Task: Reproduce every one of the rows below, substituting "closed polygon" for "simplified polygon" wherever it occurs and leaving all other text unchanged.

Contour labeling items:
::::

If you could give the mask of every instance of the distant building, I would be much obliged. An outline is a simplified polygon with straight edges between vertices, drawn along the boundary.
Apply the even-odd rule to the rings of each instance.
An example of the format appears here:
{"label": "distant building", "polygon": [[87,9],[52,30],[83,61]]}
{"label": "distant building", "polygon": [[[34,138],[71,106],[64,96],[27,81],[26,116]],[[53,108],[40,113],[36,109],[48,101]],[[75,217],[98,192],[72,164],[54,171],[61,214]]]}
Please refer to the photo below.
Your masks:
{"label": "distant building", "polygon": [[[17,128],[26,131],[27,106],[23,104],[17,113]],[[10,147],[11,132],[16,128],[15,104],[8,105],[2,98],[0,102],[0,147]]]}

::::

Answer to this exercise:
If you could give the mask of every instance of the distant building, I would be much obliged. An outline is a closed polygon with straight edges between vertices, drawn along the boundary.
Apply the even-odd rule to the rings of each instance.
An example of the format appears here:
{"label": "distant building", "polygon": [[87,9],[52,30],[83,61]]}
{"label": "distant building", "polygon": [[[34,138],[71,106],[64,96],[27,81],[26,116]],[[53,108],[40,113],[36,109],[48,101]],[[75,217],[98,192],[72,164],[54,171],[61,214]]]}
Please refer to the photo below.
Your masks:
{"label": "distant building", "polygon": [[[17,128],[26,131],[27,106],[23,104],[17,113]],[[10,147],[11,132],[16,128],[15,104],[8,105],[2,98],[0,102],[0,147]]]}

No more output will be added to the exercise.